Posted Mar 17, 2009 18:19 UTC (Tue) by droundy (subscriber, #4559) [Link]

Unless we can get programmers to learn APIs differently, I don't see how we can avoid providing them with a more helpful API if we want them to write robust programs.

I've been wondering whether we might be able to quantitatively describe a "robust" implementation of the POSIX API in terms of the published API in a way that is relatively easy to convey to its users. For instance, I'd like to know that if my application is written so as to behave correctly (as understood by myself and my users) in any scenario in which any subset of processes are abruptly killed, and the connection to the disk is severed at any time--assuming that the disk is always in a "correct" state at the time it is severed, in the sense of reflecting all IO preceding that point, and that all IO after that point has no effect on the disk, and fsync fails after that point--then my application is also robust in the event of a system crash. This is a relatively simple criterion of *application* robustness, which then could define *file system* robustness.

As an application developer, that's what I'd like to have assurance of. In the extremely common case that we don't care if data has actually hit disk (i.e. our application will work fine on a RAM disk), the latter scenario of severed disks is irrelevant, and we just want to know that the guarantees that POSIX provides with regard to the running system are preserved in case of crash. And that's something I can reason about. And it's even something I can test my application for without installing special non-robust file systems and pulling the plug on the computer.

How we learn APIs

Posted Mar 19, 2009 17:35 UTC (Thu) by anton (guest, #25547) [Link]

What you describe sounds very simular to what in-order semantics provides.

How we learn APIs

Posted Mar 20, 2009 13:53 UTC (Fri) by droundy (subscriber, #4559) [Link]

Yes, that exactly describes the semantics I'd like--and the page even gives the same reasoning for it. It seems so obvious that this should be the goal of a file system!

(Although I can see an appeal to relaxing the in-order constraint for IO from different processes... one ought to be able in principle to do that while maintaining in-order semantics if one were to examine locks---and information flow in general---to ensure that you didn't reorder IO that could be causally related.)

How we learn APIs

Posted Mar 20, 2009 18:36 UTC (Fri) by anton (guest, #25547) [Link]

Although I can see an appeal to relaxing the in-order constraint for IO from different processes
Well, given that Unix applications often create lots of processes that interact in lots of interesting ways (think shell scripts), I think it's just too hard to find out when two operations are independent. I also don't think that this relaxation buys much if the in-order constraint is implemented efficiently (by combining a large batch of operations and commiting them together).

How we learn APIs

Posted Mar 17, 2009 20:04 UTC (Tue) by nix (subscriber, #2304) [Link]

The only programming community I know that actually works as you suggest
is the Ada community, and that's because their systems tend to be 'system
fails, people die' sorts of embedded systems (or 'system fails, N-million-
dollar missile falls out of the sky'). That tends to breed paranoia and a
desire to actually know the damn standard before you write code.

Everywhere else, it's a minority who even know the standard *exists*, let
alone reference it regularly, and it's a very small minority who've
actually read the whole thing.

Entries from a pointing dataset

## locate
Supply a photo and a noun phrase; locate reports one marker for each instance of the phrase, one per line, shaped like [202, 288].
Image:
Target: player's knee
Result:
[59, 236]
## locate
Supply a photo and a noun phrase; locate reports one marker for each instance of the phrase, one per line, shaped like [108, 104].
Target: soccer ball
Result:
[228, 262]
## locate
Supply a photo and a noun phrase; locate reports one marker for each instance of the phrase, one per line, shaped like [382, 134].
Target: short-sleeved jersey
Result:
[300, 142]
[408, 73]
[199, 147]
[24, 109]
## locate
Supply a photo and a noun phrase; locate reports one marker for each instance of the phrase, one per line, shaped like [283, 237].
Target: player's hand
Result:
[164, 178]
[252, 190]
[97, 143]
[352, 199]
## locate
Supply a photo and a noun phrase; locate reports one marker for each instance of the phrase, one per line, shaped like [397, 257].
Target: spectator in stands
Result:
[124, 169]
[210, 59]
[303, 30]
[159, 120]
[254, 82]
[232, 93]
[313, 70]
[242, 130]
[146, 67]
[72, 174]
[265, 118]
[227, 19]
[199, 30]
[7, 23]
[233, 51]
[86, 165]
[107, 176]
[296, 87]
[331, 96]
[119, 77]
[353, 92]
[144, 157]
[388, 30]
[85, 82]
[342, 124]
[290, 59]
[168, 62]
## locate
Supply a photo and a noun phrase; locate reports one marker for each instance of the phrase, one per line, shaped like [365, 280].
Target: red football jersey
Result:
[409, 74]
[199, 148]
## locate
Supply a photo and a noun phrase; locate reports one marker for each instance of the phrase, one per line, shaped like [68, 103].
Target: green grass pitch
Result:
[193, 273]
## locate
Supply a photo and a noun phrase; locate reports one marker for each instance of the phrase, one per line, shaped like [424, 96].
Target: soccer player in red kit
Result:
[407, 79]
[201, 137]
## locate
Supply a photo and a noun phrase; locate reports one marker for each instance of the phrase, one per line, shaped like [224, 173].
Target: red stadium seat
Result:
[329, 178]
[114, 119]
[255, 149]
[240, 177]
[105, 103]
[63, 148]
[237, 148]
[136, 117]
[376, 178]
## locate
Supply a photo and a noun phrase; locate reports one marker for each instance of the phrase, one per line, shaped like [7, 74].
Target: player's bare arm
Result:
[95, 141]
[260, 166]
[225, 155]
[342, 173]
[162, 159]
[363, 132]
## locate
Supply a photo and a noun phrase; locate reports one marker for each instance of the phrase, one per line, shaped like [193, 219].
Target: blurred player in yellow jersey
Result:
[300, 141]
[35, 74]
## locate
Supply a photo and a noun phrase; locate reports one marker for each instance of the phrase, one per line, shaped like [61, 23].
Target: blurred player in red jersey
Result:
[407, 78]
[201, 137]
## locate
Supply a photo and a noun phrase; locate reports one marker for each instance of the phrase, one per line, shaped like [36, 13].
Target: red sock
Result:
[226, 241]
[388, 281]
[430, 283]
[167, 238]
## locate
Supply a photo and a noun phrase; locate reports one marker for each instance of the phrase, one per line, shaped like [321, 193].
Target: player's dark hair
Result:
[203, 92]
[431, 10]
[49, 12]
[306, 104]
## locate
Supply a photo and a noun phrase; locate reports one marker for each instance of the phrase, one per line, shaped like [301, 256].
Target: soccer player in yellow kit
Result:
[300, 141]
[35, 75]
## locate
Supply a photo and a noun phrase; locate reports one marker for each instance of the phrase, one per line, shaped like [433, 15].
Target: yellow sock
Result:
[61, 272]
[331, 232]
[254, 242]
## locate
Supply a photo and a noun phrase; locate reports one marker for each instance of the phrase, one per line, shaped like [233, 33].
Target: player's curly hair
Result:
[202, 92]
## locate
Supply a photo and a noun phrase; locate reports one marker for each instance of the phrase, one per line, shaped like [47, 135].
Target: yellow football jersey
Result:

**Requirements**
1. Answer these questions about the comment thread:
(a) Which programming community does one commenter say actually wants to know the standard before writing code?
(b) What kind of semantics does anton say the first commenter's description closely resembles?
(c) According to anton, how can the in-order constraint be implemented efficiently?
2. Write out the comment thread word for word from "Posted Mar 17, 2009 20:04" to "the whole thing.".
These lines are separate from the comment thread.

**List of solutions**
1.
(a) The Ada community.
(b) In-order semantics.
(c) By combining a large batch of operations and committing them together.

2.
Posted Mar 17, 2009 20:04 UTC (Tue) by nix (subscriber, #2304) [Link]

The only programming community I know that actually works as you suggest
is the Ada community, and that's because their systems tend to be 'system
fails, people die' sorts of embedded systems (or 'system fails, N-million-
dollar missile falls out of the sky'). That tends to breed paranoia and a
desire to actually know the damn standard before you write code.

Everywhere else, it's a minority who even know the standard *exists*, let
alone reference it regularly, and it's a very small minority who've
actually read the whole thing.